→ Activity: Produce one exact copy of the records, no pictures.

═════ Data for analysis ═════

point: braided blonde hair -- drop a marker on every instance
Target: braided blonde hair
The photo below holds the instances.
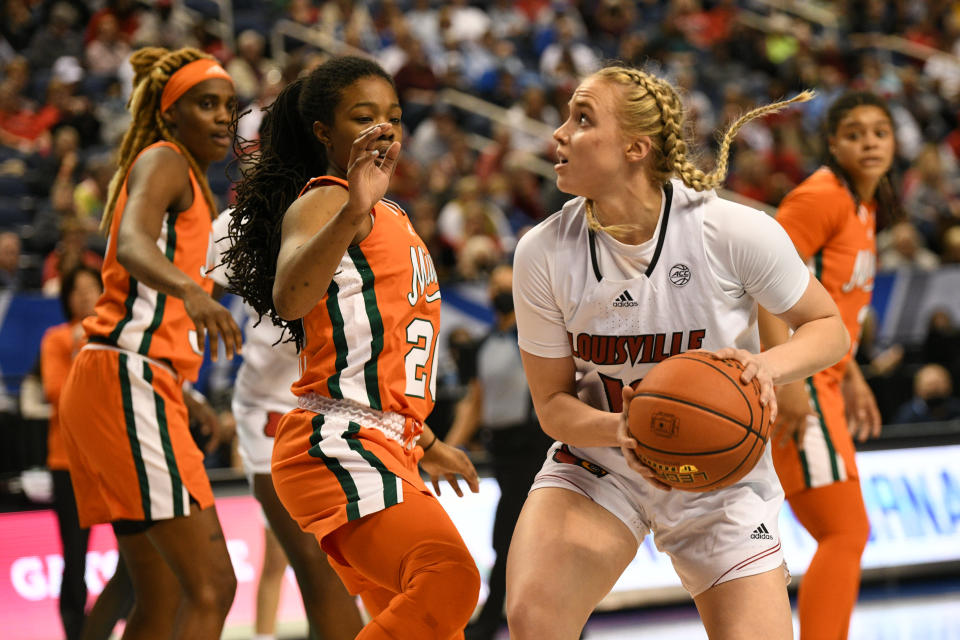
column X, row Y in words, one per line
column 652, row 107
column 152, row 68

═════

→ Answer to this task:
point: braided blonde hair -- drop a marker on every instance
Target: braided blonde hair
The photo below holds the instances.
column X, row Y in words, one per line
column 652, row 107
column 152, row 68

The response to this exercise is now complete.